What is being asked: Print, exactly as written, the line containing "In this exercise you will find the orange shirt" and every line after it, ending with the final line of the data below.

Point localization data:
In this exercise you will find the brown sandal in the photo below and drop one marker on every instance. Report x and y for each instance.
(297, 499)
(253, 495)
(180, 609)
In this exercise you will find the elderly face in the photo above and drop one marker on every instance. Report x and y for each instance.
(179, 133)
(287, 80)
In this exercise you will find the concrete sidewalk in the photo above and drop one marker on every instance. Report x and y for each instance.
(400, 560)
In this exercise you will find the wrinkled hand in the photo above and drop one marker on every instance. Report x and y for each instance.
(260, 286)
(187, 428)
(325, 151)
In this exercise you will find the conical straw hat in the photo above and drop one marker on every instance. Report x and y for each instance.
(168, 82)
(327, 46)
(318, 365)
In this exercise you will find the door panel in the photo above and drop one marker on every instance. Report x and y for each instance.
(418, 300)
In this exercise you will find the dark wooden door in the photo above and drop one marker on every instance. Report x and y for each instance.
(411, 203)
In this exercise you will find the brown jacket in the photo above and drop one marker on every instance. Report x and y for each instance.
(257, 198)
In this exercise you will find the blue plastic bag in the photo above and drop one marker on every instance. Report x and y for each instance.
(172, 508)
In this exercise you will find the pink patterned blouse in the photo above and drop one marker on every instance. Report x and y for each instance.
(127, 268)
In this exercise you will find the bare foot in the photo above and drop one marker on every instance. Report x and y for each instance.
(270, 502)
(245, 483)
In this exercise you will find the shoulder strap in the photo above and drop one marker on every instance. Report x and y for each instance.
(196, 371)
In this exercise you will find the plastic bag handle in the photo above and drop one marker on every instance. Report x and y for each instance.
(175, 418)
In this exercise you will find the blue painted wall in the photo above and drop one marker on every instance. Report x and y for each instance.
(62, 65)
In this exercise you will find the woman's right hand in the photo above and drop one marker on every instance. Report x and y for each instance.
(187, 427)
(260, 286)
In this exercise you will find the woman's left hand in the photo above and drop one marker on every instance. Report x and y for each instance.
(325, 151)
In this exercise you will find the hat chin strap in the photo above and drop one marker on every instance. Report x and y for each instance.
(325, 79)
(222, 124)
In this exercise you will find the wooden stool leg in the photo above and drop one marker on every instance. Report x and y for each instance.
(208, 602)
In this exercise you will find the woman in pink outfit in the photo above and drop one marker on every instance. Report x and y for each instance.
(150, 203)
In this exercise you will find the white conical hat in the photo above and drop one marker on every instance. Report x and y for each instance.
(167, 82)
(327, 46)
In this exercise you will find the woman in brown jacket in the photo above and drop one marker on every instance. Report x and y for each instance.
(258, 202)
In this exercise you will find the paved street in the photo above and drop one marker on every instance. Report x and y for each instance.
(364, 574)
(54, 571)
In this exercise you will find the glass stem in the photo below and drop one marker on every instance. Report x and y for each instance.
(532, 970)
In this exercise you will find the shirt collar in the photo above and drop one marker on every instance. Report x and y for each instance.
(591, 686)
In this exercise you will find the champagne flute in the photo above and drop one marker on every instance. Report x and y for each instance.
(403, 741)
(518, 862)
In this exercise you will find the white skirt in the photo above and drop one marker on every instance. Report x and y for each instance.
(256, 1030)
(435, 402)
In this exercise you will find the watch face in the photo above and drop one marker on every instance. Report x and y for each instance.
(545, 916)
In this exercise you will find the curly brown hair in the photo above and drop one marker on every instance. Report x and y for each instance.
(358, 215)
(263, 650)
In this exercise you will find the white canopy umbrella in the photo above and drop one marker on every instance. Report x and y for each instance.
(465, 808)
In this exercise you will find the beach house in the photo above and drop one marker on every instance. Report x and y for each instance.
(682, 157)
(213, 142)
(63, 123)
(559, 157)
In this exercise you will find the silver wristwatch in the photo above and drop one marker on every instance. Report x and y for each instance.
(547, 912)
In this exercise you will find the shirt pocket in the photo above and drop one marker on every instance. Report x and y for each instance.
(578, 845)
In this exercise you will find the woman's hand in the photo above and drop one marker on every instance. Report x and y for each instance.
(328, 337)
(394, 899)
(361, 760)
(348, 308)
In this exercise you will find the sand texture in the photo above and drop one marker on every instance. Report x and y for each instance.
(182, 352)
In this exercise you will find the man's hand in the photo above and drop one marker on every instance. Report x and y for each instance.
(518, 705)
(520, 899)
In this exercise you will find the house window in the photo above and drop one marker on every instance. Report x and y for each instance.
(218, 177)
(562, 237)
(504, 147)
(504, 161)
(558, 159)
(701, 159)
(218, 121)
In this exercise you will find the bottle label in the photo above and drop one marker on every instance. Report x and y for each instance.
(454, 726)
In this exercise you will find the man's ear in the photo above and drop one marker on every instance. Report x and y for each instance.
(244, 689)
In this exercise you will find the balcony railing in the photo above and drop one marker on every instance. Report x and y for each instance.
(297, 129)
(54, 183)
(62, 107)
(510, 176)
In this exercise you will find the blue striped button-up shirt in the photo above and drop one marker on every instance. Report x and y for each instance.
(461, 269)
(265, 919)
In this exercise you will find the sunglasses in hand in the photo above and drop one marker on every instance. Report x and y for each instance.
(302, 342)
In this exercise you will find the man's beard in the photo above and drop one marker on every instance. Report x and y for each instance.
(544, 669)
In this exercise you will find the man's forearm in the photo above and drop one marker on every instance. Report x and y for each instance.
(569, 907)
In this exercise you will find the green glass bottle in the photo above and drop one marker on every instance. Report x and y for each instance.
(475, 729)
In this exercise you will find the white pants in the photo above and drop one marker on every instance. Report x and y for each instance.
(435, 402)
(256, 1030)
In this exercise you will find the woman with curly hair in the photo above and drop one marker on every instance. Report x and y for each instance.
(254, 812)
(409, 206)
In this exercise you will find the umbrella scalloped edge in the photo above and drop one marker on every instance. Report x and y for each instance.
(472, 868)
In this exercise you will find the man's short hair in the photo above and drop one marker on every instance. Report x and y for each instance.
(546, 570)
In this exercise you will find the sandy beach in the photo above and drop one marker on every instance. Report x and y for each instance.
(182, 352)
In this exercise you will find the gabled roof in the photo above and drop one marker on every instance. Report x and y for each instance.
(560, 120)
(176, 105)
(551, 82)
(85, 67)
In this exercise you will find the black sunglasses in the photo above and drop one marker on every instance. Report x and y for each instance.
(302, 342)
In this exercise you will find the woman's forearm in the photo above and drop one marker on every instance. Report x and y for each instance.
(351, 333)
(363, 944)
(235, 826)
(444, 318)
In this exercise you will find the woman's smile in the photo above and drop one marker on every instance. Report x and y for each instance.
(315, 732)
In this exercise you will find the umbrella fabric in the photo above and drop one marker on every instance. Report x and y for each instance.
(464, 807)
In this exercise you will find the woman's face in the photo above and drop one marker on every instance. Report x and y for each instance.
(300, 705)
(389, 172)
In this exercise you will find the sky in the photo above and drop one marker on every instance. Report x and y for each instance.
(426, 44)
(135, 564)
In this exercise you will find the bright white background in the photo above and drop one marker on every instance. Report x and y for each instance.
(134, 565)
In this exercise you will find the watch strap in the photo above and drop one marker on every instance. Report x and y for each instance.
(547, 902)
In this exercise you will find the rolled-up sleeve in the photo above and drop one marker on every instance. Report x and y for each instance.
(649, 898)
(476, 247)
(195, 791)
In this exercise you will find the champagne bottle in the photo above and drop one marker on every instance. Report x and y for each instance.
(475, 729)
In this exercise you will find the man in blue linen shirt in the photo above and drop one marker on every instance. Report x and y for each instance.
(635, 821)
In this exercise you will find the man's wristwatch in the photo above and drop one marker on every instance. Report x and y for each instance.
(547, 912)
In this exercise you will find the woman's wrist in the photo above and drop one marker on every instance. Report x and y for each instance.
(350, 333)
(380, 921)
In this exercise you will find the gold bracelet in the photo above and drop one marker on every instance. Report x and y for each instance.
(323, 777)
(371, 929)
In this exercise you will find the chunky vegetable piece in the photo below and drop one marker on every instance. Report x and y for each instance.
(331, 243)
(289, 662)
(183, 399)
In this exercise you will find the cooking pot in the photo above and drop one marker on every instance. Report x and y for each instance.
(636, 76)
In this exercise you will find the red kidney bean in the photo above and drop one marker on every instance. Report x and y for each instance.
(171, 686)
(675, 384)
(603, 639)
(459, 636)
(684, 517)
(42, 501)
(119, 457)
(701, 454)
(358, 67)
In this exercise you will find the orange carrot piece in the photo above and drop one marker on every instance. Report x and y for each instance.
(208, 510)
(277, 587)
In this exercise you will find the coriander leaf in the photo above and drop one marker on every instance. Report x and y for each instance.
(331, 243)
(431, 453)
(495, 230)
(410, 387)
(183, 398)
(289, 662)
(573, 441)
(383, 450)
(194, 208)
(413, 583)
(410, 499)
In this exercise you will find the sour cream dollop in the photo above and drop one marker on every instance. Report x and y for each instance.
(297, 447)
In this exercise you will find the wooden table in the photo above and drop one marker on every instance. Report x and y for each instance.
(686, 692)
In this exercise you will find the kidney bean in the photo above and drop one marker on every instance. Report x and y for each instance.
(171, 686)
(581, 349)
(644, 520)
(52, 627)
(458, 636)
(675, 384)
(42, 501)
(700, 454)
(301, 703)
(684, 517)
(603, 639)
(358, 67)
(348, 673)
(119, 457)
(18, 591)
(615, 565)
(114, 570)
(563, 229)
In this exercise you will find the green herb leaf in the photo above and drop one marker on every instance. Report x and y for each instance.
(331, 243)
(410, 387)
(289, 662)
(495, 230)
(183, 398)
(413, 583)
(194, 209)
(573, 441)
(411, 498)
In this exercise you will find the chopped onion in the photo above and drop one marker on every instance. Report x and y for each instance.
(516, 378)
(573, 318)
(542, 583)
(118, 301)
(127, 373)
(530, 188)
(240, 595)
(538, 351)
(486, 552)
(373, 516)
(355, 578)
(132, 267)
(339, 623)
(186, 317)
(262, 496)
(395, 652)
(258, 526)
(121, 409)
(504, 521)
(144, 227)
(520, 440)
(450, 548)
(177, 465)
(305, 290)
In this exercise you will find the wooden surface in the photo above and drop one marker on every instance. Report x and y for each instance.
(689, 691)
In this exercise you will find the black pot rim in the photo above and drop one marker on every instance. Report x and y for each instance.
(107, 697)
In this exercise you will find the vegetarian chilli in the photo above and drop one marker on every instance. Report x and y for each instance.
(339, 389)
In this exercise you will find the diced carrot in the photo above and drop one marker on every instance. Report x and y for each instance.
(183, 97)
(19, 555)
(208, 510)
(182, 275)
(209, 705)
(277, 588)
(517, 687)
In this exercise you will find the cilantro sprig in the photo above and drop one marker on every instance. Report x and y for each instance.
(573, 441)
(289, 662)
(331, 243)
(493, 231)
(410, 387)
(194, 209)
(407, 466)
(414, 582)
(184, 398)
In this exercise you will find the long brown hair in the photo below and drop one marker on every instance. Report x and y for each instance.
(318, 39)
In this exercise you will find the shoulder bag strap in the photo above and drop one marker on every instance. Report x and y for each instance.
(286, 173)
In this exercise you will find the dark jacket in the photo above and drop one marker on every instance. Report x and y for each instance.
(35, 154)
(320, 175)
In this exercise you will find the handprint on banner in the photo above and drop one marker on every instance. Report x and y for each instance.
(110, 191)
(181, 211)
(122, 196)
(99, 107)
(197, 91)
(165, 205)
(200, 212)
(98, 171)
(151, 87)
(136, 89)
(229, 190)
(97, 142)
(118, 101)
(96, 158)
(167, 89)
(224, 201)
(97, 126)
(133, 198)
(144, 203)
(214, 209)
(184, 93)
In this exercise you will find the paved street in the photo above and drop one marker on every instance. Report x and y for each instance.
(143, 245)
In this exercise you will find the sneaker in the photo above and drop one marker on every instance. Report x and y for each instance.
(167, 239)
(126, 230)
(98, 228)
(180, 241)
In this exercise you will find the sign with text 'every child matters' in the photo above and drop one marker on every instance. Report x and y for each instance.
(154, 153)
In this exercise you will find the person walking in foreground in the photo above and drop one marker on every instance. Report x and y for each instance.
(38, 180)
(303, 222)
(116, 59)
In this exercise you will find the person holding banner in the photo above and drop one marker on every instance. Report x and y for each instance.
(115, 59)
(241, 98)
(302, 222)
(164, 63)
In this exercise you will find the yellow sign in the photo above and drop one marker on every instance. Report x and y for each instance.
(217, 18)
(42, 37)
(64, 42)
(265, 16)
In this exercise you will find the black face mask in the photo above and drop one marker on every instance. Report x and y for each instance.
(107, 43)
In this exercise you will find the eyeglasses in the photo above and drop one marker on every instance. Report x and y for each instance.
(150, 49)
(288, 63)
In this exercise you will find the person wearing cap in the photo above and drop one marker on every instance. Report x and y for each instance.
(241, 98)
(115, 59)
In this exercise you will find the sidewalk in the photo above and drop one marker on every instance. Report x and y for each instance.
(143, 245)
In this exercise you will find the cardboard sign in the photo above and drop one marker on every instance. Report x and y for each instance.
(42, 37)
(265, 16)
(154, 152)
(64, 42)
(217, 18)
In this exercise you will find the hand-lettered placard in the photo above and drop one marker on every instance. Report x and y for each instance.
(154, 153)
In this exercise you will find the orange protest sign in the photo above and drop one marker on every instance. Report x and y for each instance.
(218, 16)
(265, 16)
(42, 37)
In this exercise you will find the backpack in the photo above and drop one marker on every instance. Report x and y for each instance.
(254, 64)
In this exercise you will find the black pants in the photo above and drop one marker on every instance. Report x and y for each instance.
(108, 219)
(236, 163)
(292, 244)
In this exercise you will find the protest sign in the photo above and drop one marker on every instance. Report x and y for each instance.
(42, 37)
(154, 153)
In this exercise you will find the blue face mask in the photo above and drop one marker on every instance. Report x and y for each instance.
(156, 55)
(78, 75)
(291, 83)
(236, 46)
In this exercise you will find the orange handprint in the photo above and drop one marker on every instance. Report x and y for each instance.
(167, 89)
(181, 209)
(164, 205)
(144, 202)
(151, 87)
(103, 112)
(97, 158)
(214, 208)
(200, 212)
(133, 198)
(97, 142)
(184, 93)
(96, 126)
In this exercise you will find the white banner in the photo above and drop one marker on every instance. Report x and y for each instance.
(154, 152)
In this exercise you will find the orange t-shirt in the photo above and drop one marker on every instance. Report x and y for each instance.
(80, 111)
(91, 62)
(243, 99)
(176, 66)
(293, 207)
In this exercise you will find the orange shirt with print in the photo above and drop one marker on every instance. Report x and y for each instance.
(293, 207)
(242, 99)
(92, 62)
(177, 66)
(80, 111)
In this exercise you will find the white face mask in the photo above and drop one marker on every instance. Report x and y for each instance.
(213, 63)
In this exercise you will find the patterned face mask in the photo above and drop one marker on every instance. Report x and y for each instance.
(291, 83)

Result of the exercise:
In this exercise you will find the orange shirt with print in the photo above and drop one marker on every instance. Report x and y for each instance.
(293, 207)
(242, 99)
(92, 62)
(177, 66)
(80, 111)
In this exercise you will find the white face mask in the photo above and drop one marker on every instance. Report x and y for each instance.
(213, 63)
In this exercise you will find the patterned face mask in the photo above and drop one marker on every instance. Report x and y for each instance.
(291, 83)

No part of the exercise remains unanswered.